(Stored dataset items)
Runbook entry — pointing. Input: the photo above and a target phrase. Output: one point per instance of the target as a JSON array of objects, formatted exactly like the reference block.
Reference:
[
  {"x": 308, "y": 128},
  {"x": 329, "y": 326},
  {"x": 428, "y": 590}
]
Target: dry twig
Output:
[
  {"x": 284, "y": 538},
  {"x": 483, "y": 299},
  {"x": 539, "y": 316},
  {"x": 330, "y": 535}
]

### Problem statement
Rewrite the listing above, changing "dry twig" to "fallen leaf" and leaving every other line as it is.

### Written solution
Runbook entry — pointing. Input: the photo above and a target phrase. Output: one point per instance of the target as a JSON array of objects, formatted exactly like the reference block.
Reference:
[
  {"x": 308, "y": 128},
  {"x": 329, "y": 326},
  {"x": 428, "y": 590}
]
Target: fallen leaf
Output:
[
  {"x": 284, "y": 538},
  {"x": 483, "y": 299},
  {"x": 539, "y": 316},
  {"x": 330, "y": 535}
]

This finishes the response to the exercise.